----- LISTING

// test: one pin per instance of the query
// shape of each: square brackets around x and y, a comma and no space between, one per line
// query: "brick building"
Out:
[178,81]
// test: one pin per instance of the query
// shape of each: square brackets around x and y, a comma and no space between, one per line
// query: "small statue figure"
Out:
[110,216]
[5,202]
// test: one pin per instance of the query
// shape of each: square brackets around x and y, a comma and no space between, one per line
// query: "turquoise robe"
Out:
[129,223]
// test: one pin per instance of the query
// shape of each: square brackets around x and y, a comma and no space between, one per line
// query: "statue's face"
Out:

----------

▸ WRITTEN PROBLEM: Please render the listing above as a Markdown table with the columns Row and Content. Number each line in Row, put the line itself in Content, and leave out blank lines.

▸ SOLUTION:
| Row | Content |
|---|---|
| 1 | // test: one pin per instance of the query |
| 2 | // shape of each: square brackets around x and y, a comma and no space between, one per line |
| 3 | // query: "brick building" |
| 4 | Out: |
| 5 | [178,81] |
| 6 | // test: one pin per instance of the query |
| 7 | // shape of each: square brackets around x and y, a comma and no space between, one per line |
| 8 | // query: "small statue figure" |
| 9 | Out: |
| 10 | [110,216] |
| 11 | [5,202] |
| 12 | // test: one pin per instance of the query |
| 13 | // shape of each: square brackets around x and y, a comma and no space between, one per line |
| 14 | // query: "turquoise robe" |
| 15 | Out: |
| 16 | [129,223] |
| 17 | // test: one pin per instance of the query |
| 18 | // shape of each: square brackets around x and y, a comma and no space between, one per line |
| 19 | // query: "statue's face" |
| 20 | Out: |